▶ [PROBLEM REQUIREMENTS]
Copying rule for the data below: pictures stay out, and only the lines from the one with "Give x and y for each instance of the white wooden" down to the one with "Give x and y for each instance of the party", inclusive, are repeated exactly.

=== Section Start ===

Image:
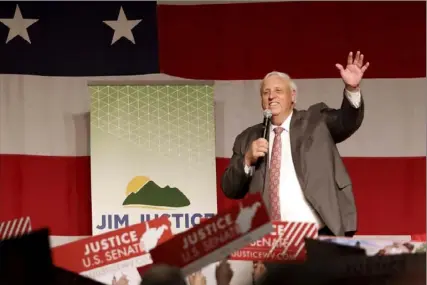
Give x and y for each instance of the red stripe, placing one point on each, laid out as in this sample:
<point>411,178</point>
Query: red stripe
<point>55,192</point>
<point>390,193</point>
<point>304,39</point>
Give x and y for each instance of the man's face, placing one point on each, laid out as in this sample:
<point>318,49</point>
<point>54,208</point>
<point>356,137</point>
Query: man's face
<point>276,95</point>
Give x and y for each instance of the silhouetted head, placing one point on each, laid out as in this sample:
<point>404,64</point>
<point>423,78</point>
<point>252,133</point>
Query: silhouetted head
<point>163,274</point>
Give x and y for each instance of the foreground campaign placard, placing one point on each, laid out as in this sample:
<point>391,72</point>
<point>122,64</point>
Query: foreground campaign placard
<point>216,238</point>
<point>114,254</point>
<point>15,228</point>
<point>284,243</point>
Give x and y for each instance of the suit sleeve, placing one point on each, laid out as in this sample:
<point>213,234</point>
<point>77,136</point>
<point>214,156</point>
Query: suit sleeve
<point>234,181</point>
<point>342,122</point>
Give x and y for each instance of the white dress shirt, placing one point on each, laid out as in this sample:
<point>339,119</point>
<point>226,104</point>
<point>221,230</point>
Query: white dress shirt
<point>293,205</point>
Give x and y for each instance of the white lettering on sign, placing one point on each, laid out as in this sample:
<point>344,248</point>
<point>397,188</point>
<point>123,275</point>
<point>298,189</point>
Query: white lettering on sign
<point>111,242</point>
<point>206,231</point>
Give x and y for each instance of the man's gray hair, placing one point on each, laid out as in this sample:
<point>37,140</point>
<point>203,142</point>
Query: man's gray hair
<point>284,76</point>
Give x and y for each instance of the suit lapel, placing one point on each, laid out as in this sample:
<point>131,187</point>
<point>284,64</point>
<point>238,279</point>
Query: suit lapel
<point>296,133</point>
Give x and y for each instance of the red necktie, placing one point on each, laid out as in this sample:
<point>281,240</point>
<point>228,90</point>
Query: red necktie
<point>274,177</point>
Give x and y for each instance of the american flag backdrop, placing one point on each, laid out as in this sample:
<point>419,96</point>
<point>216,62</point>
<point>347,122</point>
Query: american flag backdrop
<point>50,51</point>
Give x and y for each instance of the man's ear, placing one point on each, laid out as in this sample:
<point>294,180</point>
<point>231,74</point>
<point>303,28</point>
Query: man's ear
<point>294,96</point>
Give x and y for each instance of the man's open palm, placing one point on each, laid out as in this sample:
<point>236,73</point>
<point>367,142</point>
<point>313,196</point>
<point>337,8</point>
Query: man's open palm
<point>352,74</point>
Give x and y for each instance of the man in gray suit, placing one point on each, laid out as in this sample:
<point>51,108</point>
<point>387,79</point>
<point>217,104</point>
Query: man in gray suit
<point>306,179</point>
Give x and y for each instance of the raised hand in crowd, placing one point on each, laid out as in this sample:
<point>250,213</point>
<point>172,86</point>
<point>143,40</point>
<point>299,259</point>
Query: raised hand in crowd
<point>223,273</point>
<point>197,278</point>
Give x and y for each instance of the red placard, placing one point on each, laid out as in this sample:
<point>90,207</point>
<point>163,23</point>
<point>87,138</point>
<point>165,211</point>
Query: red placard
<point>284,243</point>
<point>217,237</point>
<point>112,247</point>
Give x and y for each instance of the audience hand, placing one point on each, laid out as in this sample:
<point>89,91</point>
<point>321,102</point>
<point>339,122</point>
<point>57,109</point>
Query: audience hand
<point>223,273</point>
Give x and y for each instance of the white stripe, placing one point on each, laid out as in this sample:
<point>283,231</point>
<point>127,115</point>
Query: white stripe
<point>50,116</point>
<point>12,230</point>
<point>6,228</point>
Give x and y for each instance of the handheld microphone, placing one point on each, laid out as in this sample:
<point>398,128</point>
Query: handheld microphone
<point>266,123</point>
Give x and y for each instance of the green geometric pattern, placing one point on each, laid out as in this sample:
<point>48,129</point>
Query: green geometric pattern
<point>169,119</point>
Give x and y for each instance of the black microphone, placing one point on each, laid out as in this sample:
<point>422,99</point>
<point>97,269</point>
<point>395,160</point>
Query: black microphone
<point>266,124</point>
<point>266,135</point>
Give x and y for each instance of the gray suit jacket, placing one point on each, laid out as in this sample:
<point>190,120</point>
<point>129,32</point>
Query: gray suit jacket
<point>322,175</point>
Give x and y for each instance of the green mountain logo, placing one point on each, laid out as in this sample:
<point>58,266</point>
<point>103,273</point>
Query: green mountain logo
<point>141,191</point>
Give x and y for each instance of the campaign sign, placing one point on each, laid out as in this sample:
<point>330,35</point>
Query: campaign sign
<point>113,251</point>
<point>284,243</point>
<point>217,237</point>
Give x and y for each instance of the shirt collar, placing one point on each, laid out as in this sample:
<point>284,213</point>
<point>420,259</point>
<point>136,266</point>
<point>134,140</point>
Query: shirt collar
<point>286,124</point>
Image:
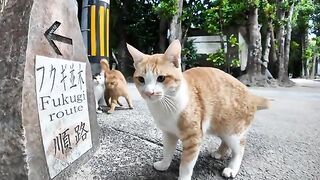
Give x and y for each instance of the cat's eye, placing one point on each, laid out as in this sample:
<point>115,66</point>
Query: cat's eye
<point>141,79</point>
<point>161,78</point>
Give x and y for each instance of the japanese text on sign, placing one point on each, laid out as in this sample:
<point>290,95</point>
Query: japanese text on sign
<point>63,111</point>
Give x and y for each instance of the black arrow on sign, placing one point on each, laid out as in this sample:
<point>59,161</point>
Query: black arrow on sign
<point>49,34</point>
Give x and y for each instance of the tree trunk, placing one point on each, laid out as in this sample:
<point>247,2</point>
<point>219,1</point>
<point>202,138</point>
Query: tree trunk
<point>162,34</point>
<point>281,41</point>
<point>175,25</point>
<point>265,57</point>
<point>304,45</point>
<point>273,63</point>
<point>313,71</point>
<point>284,75</point>
<point>254,76</point>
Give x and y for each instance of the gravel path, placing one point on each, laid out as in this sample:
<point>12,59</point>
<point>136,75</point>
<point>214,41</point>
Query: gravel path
<point>283,142</point>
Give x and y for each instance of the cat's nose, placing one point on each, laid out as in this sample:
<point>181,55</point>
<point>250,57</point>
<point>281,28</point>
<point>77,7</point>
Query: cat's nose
<point>149,93</point>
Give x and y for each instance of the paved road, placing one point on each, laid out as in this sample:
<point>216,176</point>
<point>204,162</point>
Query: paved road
<point>283,143</point>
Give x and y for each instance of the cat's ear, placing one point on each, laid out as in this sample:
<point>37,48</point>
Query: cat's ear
<point>173,53</point>
<point>136,54</point>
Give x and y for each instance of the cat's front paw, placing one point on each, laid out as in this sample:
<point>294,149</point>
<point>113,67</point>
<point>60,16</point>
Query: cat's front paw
<point>161,166</point>
<point>217,155</point>
<point>229,173</point>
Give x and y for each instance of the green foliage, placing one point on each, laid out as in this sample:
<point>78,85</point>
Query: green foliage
<point>217,58</point>
<point>233,41</point>
<point>166,8</point>
<point>189,54</point>
<point>294,45</point>
<point>235,63</point>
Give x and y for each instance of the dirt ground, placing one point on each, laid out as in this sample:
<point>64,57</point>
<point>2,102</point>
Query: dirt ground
<point>283,142</point>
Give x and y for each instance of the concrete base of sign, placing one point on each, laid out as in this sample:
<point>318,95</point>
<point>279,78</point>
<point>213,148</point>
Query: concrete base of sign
<point>22,25</point>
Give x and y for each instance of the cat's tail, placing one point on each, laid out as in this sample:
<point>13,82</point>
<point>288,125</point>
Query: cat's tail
<point>261,102</point>
<point>104,65</point>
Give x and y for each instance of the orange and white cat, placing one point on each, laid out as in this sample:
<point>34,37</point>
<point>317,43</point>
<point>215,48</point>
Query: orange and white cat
<point>189,105</point>
<point>116,86</point>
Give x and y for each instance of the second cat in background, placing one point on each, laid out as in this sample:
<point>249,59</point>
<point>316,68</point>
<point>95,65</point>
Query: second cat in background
<point>115,86</point>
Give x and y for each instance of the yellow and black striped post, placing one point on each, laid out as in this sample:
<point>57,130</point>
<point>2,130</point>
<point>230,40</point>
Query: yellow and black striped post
<point>98,36</point>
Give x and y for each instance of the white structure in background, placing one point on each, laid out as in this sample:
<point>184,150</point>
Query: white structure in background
<point>208,44</point>
<point>243,52</point>
<point>211,44</point>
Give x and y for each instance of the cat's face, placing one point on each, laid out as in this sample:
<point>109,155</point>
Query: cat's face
<point>157,75</point>
<point>112,82</point>
<point>98,79</point>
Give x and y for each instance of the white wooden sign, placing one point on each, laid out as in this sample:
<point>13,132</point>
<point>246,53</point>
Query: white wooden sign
<point>63,111</point>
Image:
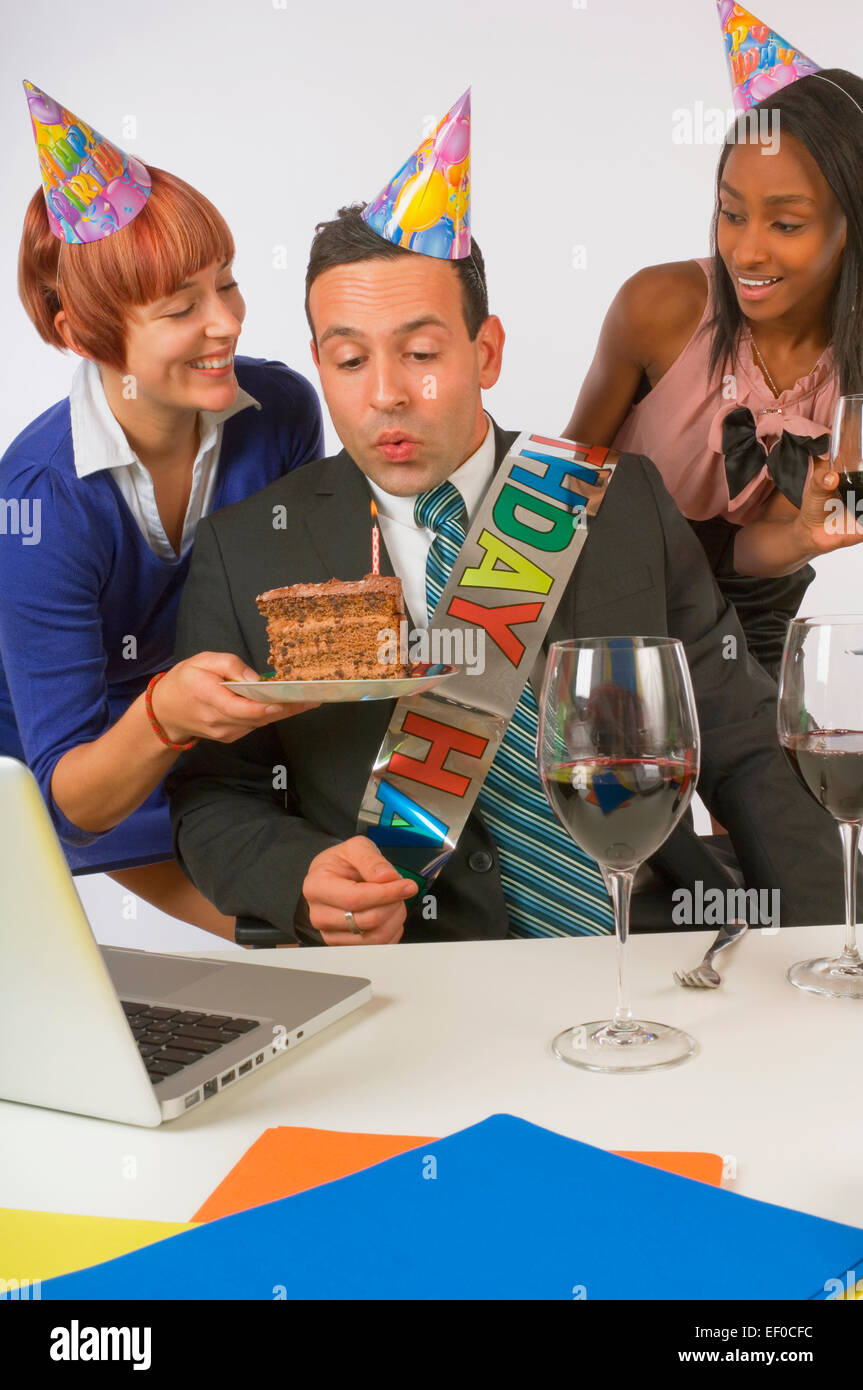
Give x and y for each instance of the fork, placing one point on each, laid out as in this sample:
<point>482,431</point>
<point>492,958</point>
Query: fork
<point>703,976</point>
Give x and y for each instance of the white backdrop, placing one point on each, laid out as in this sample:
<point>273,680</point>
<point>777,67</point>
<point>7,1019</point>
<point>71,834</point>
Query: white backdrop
<point>281,110</point>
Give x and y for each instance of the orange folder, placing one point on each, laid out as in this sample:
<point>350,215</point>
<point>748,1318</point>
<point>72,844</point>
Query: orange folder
<point>289,1159</point>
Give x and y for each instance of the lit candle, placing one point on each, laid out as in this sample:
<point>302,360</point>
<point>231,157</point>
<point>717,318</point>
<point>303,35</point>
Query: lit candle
<point>375,541</point>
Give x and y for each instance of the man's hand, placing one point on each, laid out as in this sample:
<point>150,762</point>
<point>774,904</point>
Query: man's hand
<point>356,877</point>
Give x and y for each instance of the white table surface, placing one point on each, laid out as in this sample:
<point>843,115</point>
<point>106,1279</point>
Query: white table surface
<point>460,1032</point>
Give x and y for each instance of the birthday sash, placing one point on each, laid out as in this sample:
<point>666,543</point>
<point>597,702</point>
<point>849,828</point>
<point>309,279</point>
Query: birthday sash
<point>507,580</point>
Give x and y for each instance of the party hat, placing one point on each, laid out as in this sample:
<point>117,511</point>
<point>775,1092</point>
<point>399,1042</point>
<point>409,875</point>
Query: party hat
<point>425,207</point>
<point>91,186</point>
<point>762,63</point>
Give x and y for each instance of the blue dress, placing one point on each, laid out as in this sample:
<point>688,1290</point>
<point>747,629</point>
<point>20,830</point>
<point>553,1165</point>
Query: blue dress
<point>88,612</point>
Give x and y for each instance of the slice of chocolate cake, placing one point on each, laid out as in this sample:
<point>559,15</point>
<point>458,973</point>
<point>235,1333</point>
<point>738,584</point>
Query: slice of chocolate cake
<point>335,630</point>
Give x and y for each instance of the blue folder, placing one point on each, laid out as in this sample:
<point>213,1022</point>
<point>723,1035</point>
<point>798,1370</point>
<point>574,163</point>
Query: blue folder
<point>502,1209</point>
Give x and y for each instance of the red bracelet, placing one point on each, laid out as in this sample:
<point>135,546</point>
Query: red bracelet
<point>154,723</point>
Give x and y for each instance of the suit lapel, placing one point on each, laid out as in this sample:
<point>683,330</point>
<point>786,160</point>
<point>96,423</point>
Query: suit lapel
<point>339,520</point>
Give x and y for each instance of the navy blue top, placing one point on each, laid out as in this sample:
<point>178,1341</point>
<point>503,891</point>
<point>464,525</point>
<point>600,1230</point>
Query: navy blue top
<point>72,602</point>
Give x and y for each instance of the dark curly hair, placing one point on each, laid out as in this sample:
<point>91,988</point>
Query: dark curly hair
<point>828,123</point>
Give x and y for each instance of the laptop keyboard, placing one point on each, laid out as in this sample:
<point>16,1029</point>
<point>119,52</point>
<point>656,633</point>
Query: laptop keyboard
<point>173,1039</point>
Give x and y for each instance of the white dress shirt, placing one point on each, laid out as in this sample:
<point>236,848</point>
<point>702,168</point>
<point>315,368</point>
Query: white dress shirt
<point>99,442</point>
<point>409,544</point>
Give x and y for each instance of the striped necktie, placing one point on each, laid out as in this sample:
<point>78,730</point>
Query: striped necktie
<point>551,887</point>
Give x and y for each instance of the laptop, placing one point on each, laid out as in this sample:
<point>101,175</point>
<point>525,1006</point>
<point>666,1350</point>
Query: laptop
<point>127,1034</point>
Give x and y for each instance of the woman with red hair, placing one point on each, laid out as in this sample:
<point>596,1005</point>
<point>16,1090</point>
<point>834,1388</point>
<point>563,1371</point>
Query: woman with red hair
<point>129,268</point>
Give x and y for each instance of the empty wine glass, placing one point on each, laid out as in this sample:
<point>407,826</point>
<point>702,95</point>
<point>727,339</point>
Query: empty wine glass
<point>820,724</point>
<point>619,758</point>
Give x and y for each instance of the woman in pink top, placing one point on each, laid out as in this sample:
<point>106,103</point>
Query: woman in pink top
<point>727,371</point>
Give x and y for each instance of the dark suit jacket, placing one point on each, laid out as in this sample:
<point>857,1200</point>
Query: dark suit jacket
<point>249,816</point>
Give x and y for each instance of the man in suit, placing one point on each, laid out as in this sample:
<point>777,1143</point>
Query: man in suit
<point>266,827</point>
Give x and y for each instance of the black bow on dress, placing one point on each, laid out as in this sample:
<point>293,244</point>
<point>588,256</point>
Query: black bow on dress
<point>787,462</point>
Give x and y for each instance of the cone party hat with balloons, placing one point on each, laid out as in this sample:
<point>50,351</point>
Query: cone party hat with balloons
<point>425,207</point>
<point>762,63</point>
<point>91,186</point>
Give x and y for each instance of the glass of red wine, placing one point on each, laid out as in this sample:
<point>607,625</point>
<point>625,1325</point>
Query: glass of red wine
<point>847,452</point>
<point>619,758</point>
<point>820,724</point>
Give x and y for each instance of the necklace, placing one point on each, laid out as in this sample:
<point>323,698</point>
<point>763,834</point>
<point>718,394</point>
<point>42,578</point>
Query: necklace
<point>770,381</point>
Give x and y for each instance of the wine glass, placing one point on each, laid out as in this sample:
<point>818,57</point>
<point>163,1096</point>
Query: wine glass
<point>619,758</point>
<point>820,724</point>
<point>847,449</point>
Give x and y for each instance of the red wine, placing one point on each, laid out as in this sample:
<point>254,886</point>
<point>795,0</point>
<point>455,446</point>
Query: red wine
<point>830,765</point>
<point>851,488</point>
<point>620,809</point>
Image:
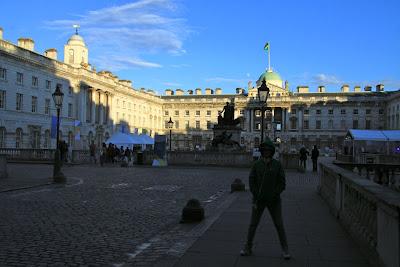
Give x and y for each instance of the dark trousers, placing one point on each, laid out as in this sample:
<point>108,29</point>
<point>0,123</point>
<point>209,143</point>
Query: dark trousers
<point>275,210</point>
<point>303,163</point>
<point>315,165</point>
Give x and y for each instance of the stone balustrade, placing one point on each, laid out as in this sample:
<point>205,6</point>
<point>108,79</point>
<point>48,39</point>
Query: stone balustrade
<point>368,211</point>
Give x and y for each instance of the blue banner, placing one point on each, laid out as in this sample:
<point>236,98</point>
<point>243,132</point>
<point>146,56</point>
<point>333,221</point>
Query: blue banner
<point>53,131</point>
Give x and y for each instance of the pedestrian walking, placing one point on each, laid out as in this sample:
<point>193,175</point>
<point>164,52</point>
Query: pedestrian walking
<point>314,157</point>
<point>267,182</point>
<point>303,157</point>
<point>92,149</point>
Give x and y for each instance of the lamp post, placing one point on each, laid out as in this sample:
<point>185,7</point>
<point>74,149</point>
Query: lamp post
<point>58,176</point>
<point>263,93</point>
<point>170,125</point>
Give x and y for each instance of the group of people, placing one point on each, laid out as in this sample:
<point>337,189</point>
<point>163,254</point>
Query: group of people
<point>110,153</point>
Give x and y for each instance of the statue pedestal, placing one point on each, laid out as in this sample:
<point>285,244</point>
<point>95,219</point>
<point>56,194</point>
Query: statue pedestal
<point>232,138</point>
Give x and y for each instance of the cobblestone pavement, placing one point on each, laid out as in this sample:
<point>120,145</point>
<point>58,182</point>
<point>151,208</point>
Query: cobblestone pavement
<point>105,216</point>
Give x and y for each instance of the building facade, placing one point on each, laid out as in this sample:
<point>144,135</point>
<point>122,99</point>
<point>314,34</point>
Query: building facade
<point>98,103</point>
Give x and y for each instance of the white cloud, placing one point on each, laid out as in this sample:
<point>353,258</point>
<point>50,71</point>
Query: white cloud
<point>129,31</point>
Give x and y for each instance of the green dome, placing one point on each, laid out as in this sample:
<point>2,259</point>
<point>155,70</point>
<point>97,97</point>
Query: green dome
<point>269,75</point>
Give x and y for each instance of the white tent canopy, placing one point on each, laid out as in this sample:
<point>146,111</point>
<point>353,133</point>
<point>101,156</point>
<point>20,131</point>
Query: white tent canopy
<point>125,140</point>
<point>374,135</point>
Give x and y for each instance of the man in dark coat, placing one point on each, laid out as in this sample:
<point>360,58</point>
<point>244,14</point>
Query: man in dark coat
<point>314,157</point>
<point>267,182</point>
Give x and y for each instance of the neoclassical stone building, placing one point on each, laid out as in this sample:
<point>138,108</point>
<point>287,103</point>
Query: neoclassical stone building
<point>96,104</point>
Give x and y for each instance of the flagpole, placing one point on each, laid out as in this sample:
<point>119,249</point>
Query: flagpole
<point>269,57</point>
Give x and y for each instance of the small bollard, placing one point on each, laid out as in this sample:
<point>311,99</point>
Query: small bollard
<point>192,212</point>
<point>237,185</point>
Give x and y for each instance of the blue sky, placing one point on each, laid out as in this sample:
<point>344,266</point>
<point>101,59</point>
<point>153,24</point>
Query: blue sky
<point>161,44</point>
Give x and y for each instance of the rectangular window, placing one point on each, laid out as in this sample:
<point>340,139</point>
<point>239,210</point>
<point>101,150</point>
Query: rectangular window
<point>305,125</point>
<point>48,84</point>
<point>20,99</point>
<point>3,74</point>
<point>20,78</point>
<point>317,124</point>
<point>47,106</point>
<point>70,110</point>
<point>367,124</point>
<point>2,99</point>
<point>343,124</point>
<point>34,103</point>
<point>35,82</point>
<point>293,124</point>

=== Section End ===

▶ [RESULT OF THE TASK]
Give x and y for each instance of the white wooden sign, placing one point on each, laid out as in this sample:
<point>13,132</point>
<point>246,53</point>
Query: white wooden sign
<point>63,111</point>
Image:
Give x and y for each instance of the fork, placing one point on each, laid out as in this sample:
<point>482,431</point>
<point>492,958</point>
Query: fork
<point>703,976</point>
Give x and y for each instance of the white backdrop, placing one point on each, laid out as in this sample:
<point>273,680</point>
<point>777,67</point>
<point>7,1019</point>
<point>71,834</point>
Query: white backdrop
<point>281,110</point>
Give x and y for each instance of the orange folder, placing one point on each, laid out as in this sample:
<point>350,215</point>
<point>748,1318</point>
<point>72,844</point>
Query: orange folder
<point>289,1159</point>
Give x and y for each instance of the lit candle, placing one point on each, laid out as in this sample:
<point>302,360</point>
<point>231,157</point>
<point>717,318</point>
<point>303,35</point>
Query: lit candle
<point>375,541</point>
Give x and y for each instance of the man's hand, placing one point on each, laid out as in this sample:
<point>150,762</point>
<point>774,904</point>
Query: man's hand
<point>356,877</point>
Give x and y for each instance of the white table surface, placing one point on each, laid out as in this sample:
<point>843,115</point>
<point>106,1279</point>
Query: white table surface
<point>460,1032</point>
Give x and y for each instance of the birthday sash, placing one point on each, laid out as in this sample:
<point>666,543</point>
<point>597,702</point>
<point>849,828</point>
<point>309,279</point>
Query: birthday sash
<point>507,580</point>
Give x and y for each instance of the party hat, placing one point on each, laid out as in this sample:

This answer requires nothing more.